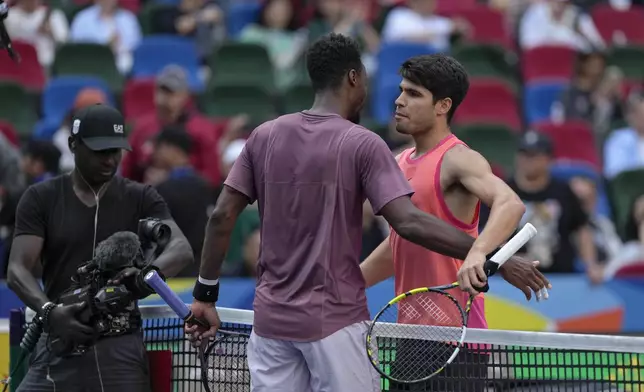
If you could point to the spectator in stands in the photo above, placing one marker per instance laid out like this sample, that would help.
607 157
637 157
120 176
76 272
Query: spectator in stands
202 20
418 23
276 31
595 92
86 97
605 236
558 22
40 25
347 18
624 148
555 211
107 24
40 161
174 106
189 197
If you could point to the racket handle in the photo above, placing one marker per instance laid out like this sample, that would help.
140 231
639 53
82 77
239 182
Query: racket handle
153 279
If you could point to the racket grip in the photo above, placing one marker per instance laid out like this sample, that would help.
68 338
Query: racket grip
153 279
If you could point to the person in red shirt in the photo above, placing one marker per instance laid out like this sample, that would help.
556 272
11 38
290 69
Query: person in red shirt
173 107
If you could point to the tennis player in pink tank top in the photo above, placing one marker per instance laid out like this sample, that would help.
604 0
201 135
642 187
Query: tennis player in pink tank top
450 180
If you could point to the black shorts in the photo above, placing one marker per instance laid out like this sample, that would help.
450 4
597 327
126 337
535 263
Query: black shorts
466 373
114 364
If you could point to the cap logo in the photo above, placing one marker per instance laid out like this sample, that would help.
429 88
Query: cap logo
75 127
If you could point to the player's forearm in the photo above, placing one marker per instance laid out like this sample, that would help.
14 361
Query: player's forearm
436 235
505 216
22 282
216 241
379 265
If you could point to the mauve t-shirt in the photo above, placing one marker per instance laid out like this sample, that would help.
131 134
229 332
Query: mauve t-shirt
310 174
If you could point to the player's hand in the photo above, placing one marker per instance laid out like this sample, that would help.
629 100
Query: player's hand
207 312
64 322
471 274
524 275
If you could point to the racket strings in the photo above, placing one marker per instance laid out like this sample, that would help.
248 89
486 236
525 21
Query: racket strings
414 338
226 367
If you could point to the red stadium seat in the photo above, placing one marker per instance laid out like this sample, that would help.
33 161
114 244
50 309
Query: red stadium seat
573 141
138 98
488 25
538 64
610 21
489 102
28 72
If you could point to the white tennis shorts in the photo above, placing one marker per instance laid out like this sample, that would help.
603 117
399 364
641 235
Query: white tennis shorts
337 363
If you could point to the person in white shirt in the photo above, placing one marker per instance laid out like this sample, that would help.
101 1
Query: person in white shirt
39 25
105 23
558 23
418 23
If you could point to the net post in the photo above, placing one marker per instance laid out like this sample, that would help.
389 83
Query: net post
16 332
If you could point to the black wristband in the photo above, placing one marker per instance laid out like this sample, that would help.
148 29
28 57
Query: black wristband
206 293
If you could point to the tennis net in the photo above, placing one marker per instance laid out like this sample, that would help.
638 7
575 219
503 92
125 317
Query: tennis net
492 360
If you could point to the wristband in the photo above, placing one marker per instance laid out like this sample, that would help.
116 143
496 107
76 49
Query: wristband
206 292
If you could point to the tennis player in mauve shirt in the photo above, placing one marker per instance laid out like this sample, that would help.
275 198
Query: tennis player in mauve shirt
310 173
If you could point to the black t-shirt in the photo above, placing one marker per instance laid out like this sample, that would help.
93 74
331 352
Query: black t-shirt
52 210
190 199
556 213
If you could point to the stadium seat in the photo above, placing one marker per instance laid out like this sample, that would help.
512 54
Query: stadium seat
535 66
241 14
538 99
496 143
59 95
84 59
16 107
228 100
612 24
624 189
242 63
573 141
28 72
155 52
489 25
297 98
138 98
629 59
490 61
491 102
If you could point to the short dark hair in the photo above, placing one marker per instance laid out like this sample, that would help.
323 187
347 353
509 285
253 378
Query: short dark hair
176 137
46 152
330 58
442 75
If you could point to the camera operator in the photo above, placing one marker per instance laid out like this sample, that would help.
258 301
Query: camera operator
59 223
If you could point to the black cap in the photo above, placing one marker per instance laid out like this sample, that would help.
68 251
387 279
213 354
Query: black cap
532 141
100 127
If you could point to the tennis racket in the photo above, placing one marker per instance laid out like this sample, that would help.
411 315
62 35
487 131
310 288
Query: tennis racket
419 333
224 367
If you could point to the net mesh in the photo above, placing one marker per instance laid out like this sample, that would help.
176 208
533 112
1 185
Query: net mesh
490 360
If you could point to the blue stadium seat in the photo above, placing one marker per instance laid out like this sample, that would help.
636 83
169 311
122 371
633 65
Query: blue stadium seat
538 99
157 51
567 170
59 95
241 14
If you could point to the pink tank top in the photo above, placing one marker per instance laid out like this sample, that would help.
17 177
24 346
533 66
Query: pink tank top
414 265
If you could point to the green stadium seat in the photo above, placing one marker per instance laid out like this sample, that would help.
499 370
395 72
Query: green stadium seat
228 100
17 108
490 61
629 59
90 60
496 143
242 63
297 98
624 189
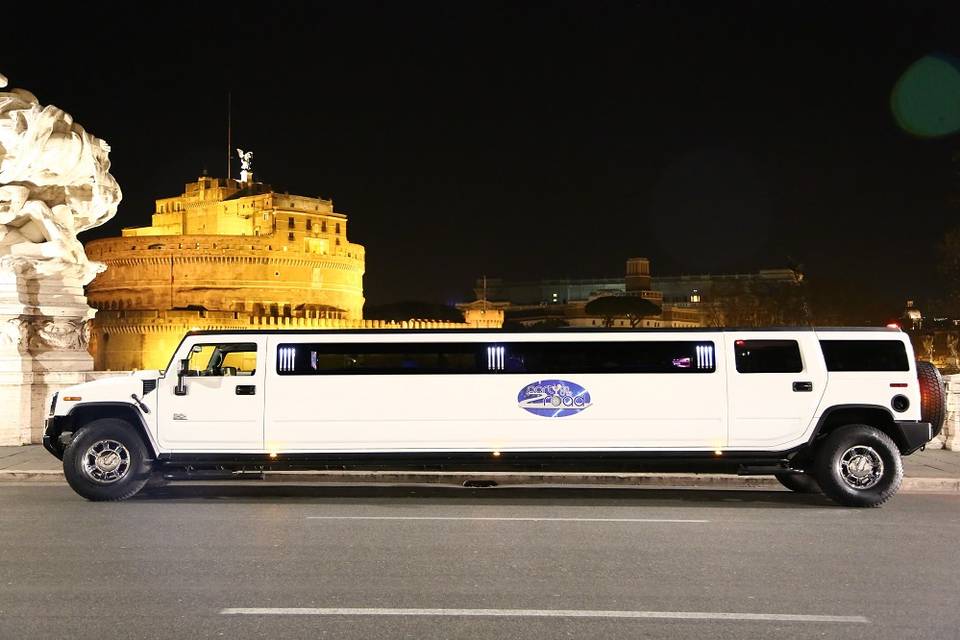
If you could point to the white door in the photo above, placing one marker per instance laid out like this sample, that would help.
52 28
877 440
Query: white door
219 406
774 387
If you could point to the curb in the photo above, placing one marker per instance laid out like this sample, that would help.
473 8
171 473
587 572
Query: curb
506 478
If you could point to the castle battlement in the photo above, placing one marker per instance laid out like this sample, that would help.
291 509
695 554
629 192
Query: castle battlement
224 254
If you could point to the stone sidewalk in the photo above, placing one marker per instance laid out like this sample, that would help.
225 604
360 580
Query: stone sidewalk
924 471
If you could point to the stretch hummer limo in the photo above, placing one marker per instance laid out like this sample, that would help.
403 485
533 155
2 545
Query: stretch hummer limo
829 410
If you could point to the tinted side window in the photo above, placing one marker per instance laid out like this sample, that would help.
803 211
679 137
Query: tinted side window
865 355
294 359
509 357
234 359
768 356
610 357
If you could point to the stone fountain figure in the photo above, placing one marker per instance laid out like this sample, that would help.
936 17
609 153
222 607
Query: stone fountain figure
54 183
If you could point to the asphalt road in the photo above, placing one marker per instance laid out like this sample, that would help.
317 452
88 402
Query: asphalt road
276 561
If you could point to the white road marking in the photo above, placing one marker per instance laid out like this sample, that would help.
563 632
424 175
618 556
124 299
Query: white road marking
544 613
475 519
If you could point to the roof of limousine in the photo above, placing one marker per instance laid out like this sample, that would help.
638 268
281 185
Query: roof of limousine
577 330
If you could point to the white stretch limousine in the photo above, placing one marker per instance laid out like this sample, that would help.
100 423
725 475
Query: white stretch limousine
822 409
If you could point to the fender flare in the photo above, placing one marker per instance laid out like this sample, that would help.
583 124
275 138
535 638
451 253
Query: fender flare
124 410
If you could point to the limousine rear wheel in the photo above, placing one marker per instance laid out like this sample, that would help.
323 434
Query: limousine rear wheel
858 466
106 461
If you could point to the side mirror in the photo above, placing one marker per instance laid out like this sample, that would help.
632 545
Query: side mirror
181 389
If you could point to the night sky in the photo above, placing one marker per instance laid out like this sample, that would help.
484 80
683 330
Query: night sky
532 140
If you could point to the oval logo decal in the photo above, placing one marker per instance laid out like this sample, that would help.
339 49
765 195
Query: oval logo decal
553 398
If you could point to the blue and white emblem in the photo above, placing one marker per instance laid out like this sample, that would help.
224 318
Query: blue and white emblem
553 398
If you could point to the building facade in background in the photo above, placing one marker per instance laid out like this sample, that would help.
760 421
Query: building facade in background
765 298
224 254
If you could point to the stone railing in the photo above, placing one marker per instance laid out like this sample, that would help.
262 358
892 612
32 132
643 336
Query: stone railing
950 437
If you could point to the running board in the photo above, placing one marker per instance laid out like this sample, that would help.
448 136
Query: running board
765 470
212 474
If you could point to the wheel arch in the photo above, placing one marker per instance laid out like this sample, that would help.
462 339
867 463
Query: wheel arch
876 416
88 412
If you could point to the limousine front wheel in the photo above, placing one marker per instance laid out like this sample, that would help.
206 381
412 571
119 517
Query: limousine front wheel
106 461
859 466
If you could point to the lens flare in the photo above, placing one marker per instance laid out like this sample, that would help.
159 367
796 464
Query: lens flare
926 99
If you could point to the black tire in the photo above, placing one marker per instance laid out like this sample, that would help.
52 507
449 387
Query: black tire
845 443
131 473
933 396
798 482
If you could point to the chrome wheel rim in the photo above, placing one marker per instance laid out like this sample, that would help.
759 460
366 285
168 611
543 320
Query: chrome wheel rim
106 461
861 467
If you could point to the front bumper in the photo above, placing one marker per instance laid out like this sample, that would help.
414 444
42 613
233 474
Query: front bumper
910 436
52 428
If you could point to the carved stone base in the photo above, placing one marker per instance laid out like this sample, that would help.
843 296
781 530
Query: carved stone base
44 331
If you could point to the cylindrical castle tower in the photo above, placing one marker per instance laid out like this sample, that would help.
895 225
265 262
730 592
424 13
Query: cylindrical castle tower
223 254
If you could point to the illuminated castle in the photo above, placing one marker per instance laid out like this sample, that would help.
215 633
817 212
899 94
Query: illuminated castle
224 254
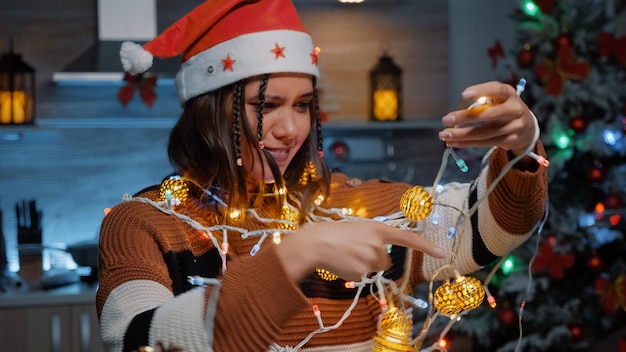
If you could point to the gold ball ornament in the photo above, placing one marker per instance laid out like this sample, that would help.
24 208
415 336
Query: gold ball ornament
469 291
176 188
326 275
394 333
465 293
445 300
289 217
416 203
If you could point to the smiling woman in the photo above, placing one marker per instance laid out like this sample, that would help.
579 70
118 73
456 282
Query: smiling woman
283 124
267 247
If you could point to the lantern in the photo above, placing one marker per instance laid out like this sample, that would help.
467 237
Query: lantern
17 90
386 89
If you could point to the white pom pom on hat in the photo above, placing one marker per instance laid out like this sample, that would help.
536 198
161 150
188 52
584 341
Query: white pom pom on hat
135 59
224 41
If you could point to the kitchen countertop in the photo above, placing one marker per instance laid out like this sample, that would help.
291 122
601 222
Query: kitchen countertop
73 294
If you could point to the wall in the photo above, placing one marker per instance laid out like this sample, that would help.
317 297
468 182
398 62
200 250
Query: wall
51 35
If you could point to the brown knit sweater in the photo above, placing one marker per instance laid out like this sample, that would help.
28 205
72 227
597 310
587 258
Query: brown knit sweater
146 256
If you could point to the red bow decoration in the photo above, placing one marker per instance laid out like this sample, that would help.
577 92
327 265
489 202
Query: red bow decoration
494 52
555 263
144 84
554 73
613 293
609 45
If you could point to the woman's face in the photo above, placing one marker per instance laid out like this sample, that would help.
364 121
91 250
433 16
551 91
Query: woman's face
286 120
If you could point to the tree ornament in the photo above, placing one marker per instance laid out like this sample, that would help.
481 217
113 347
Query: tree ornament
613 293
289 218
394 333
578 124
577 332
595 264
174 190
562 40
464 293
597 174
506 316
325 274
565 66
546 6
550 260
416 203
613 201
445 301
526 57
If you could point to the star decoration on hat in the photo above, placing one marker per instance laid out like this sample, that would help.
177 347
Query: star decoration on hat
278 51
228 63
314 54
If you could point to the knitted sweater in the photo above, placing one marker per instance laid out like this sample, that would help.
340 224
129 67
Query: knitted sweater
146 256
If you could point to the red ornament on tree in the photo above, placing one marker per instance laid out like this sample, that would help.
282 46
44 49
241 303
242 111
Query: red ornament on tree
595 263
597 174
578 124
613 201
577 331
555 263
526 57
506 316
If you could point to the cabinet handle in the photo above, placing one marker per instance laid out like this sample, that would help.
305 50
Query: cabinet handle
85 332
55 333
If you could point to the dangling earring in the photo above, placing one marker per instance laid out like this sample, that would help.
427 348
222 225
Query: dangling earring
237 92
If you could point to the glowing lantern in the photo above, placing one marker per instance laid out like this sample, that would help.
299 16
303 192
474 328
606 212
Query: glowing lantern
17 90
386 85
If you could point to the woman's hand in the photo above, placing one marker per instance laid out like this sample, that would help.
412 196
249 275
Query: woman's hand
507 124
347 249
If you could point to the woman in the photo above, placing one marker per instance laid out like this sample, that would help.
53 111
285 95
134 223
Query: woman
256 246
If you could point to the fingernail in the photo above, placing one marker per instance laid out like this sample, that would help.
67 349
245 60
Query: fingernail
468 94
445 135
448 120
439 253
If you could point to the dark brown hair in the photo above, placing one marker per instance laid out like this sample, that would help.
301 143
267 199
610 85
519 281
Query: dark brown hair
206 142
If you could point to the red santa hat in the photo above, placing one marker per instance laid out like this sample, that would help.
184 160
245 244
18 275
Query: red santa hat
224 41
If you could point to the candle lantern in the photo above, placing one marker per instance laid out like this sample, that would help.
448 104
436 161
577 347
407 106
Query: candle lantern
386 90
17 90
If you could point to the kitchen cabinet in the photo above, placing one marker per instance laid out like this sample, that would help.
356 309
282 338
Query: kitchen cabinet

- - - -

◆ Written instruction:
From the line holding "If you could point to the fingernail" down to the final line above, quote every line exactly and only those lines.

◆ Answer to the task:
If you could point to the fingernail in the photo above, placing one marker per instance laid out like this sample, that would help.
67 349
245 60
Query: fingernail
468 94
445 135
448 120
439 253
If you could point to the dark brown hair in the photo above, placing one marker per instance laid out like this sample, that would help.
301 143
267 199
610 85
519 281
Query: dark brown hair
206 142
If you could point to the red santa hat in the photo above, placing one marker per instance laid out like this sample, that would help.
184 160
245 244
18 275
Query: red santa hat
224 41
If you could point to the candle lantern in the photo above, placing one marker per instance laid out like this sample, that would help.
448 104
436 161
577 347
407 106
Query: candle lantern
386 90
17 90
If you could point to the kitchen cabinet in the photo above, placing one marker per instance laid out like this sample, that would help.
356 309
282 338
Query: kitchen cabinet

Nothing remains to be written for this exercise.